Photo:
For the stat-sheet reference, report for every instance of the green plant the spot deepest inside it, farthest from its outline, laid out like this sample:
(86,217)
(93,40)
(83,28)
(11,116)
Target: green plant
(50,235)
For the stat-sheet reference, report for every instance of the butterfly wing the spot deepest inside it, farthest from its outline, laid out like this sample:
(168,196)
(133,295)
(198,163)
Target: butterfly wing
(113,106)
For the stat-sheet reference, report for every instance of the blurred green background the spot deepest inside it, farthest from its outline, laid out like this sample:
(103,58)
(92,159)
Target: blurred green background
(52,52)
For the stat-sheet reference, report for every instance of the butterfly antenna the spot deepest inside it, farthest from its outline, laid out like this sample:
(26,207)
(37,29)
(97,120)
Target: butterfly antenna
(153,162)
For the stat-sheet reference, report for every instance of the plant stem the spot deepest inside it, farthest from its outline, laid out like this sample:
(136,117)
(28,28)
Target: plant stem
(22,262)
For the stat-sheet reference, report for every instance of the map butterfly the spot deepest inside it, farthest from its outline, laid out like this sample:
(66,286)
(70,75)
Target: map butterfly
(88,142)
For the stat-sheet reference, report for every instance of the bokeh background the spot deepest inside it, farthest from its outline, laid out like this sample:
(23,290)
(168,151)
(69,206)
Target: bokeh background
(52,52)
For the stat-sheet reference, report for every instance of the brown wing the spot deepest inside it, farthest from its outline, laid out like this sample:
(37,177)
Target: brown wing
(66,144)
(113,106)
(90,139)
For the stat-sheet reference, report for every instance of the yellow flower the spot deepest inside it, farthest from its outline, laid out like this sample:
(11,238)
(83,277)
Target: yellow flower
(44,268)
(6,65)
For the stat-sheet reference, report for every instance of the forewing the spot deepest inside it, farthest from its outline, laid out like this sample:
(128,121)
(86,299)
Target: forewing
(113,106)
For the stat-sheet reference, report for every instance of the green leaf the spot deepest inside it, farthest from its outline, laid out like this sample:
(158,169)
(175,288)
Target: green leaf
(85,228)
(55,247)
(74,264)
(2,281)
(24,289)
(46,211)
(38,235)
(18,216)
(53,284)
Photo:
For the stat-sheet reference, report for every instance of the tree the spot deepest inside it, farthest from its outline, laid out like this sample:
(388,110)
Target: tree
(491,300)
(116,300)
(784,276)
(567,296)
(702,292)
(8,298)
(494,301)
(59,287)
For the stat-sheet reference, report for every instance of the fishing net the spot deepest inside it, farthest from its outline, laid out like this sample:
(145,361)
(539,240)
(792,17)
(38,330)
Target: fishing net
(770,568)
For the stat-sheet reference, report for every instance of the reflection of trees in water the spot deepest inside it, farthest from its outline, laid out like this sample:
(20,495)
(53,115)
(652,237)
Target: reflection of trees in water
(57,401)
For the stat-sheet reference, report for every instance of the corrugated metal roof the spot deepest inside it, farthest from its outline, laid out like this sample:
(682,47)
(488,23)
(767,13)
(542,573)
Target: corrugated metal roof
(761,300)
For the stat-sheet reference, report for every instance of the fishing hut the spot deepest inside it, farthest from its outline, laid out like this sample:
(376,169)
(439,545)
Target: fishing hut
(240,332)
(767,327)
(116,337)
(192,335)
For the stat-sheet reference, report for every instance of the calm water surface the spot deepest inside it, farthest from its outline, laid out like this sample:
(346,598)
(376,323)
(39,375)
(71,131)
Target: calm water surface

-------

> _Task description_
Copy out every line from the material above where the string "calm" turns up.

> _Exercise answer_
For the stat-sheet reference, report for every instance of the calm water surface the spot deepest inside it, farthest from its outline, laid out like this sample:
Target: calm water surface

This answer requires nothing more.